[Selected excerpt]:
START
Regulating Work Place Romances
By Randall P. Sutton
SAALFELD GRIGGS PC
At some time during your working life, you may have dated, or even married, someone you met at work. If you haven’t, then the odds are that you know someone who has. A 1995 survey estimated that 80 percent of all employees have either observed or been involved in a romantic relationship at work.
1. THE PROBLEMS WITH EMPLOYEE DATING
Even though romantic relationships in the workplace are common, employers have legitimate reasons for concern about employee dating. The biggest fear is a sexual harassment lawsuit arising from either: 1) a supervisor who has a habit of asking subordinates out on dates; 2) an employee who files a lawsuit after a consensual relationship goes sour; or 3) the perception of co-workers that a supervisor is playing favorites with his or her “significant other.”
Sexual harassment laws prohibit “unwelcome” sexual advances. Therefore, the participants in a truly “consensual” relationship cannot prove sexual harassment. The difficulty for the employer is proving that the relationship was consensual. Often, an employee will argue that he or she was an unwilling participant in a relationship that merely appeared to be consensual. Even a consensual relationship, if it goes sour, can result in unwelcome advances, stalking, or other predatory conduct.
In a consensual relationship between a supervisor and a subordinate, the subordinate often is the recipient of preferential treatment. Employees have asserted claims for sexual harassment based on the theory that they can’t receive the same benefits because they are not “sleeping with the boss.” However, most courts have rejected this argument because such a consensual relationship disadvantages both male and female employees equally. The exception, of course, is where a supervisor propositions many employees, and only those who acquiesce receive preferential treatment.
2. “NO DATING” POLICIES
An employer who wishes to do something about consensual relationships between employees has a couple of options. The first is to implement a “no dating” policy. However, the policy must be carefully drafted to avoid several potential problems.
The first problem is that Oregon law protects spouses who work for the same employer. So long as the spouses don’t supervise one another, a “no dating” policy enforced against spouses would violate this law. Another problem arises from concerns about an employee’s right to privacy while off the job. An employer may violate an employee’s right to privacy by regulating the employee’s private off-work relationships. The employer is most at risk when trying to investigate and enforce a “no dating” policy by hiring a private investigator to follow the employee around, secretly reviewing an employee’s voice mail, or listening in on an employee’s office phone line.
3. CONSENSUAL RELATIONSHIP AGREEMENTS
As an alternative, some employers require that employees enter a “consensual relationship agreement.” The agreement, signed by both employees and management, provides that the employees will not allow the relationship to interfere with or impact the work environment. The agreement also confirms and documents that the relationship is consensual and voluntary. The employer should attach a copy of the company’s sexual harassment policy to the agreement to prove that the employee was aware of the sexual harassment policy and had the opportunity to report any inappropriate conduct by the other employee. If done properly, a consensual relationship agreement will make it more difficult for an employee to claim that the relationship was “unwelcome.” In addition, the agreement will create a question about why the employee did not seek to stop the harassment by reporting it to management.
END
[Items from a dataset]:
START
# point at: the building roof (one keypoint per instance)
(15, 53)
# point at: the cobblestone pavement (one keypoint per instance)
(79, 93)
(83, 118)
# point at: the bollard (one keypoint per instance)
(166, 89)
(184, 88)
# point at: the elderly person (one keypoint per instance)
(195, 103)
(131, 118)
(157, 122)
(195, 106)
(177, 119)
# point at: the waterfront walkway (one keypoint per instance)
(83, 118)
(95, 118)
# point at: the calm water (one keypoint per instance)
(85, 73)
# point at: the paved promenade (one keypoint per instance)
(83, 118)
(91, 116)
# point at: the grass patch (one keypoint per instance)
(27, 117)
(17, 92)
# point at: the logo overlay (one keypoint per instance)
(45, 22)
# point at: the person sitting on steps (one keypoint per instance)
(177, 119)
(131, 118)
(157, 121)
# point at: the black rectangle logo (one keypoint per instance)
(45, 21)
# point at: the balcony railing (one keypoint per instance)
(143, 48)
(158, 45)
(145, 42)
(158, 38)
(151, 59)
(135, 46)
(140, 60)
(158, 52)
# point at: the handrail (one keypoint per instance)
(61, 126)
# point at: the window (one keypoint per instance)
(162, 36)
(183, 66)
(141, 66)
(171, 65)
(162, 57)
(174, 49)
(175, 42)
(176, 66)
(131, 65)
END
START
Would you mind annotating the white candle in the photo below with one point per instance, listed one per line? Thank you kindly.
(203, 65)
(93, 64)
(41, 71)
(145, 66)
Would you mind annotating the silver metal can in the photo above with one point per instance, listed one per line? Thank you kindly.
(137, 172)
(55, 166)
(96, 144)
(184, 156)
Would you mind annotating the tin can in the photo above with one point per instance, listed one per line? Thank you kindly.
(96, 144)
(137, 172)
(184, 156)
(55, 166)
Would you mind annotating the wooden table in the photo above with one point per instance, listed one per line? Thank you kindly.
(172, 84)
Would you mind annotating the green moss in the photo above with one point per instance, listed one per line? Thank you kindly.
END
START
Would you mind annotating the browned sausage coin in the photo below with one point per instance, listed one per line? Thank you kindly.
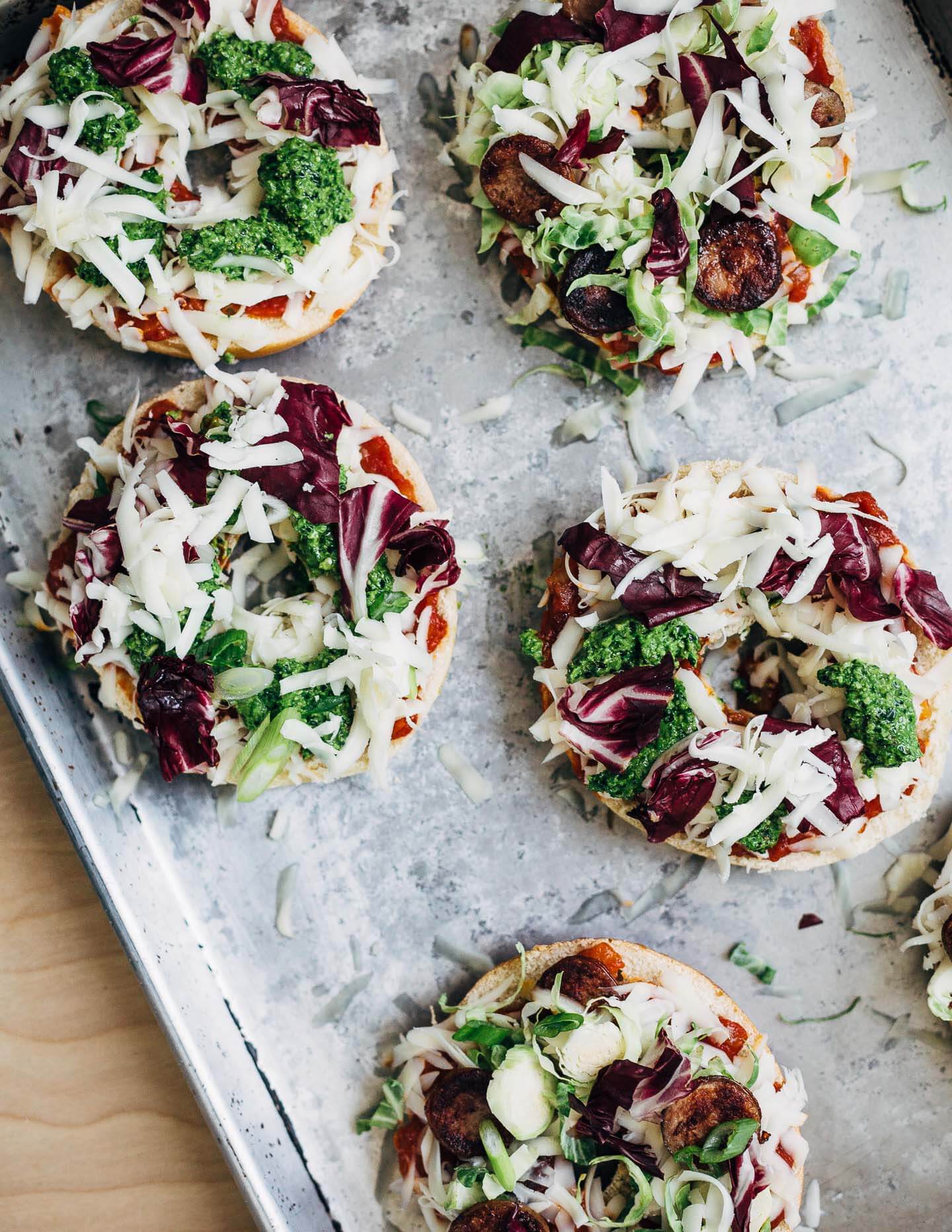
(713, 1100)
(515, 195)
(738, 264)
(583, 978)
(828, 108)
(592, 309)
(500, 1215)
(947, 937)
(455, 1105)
END
[Task instructions]:
A – From the article on workplace romances above, quote the passage from "Regulating Work Place" up to and including "relationship at work.".
B – Print the lines of the records from the line with "Would you mind annotating the white" up to and including the line with "Would you mind annotating the green", and nothing else.

[Results for the exercise]:
A –
Regulating Work Place Romances
By Randall P. Sutton
SAALFELD GRIGGS PC
At some time during your working life, you may have dated, or even married, someone you met at work. If you haven’t, then the odds are that you know someone who has. A 1995 survey estimated that 80 percent of all employees have either observed or been involved in a romantic relationship at work.

B –
Would you mind annotating the white candle in the photo below with one point per instance, listed one per line? Thank you kindly.
(203, 65)
(93, 64)
(41, 71)
(145, 66)
Would you mind annotating the silver metal can in the photo above with one point per instance, listed one per line? Thank you kindly.
(137, 172)
(55, 166)
(96, 144)
(184, 156)
Would you mind annotating the tin can in the photo above with one point per instance, listed one per line? Thank you kindly.
(96, 144)
(137, 172)
(184, 156)
(55, 166)
Would you mind annotating the wooden table in the photo above with one point per instance, listed one per line? Thank you kindly.
(172, 84)
Would you mind annotating the green moss in the photo above with one point per instance, listed one per line? Thank you kindly.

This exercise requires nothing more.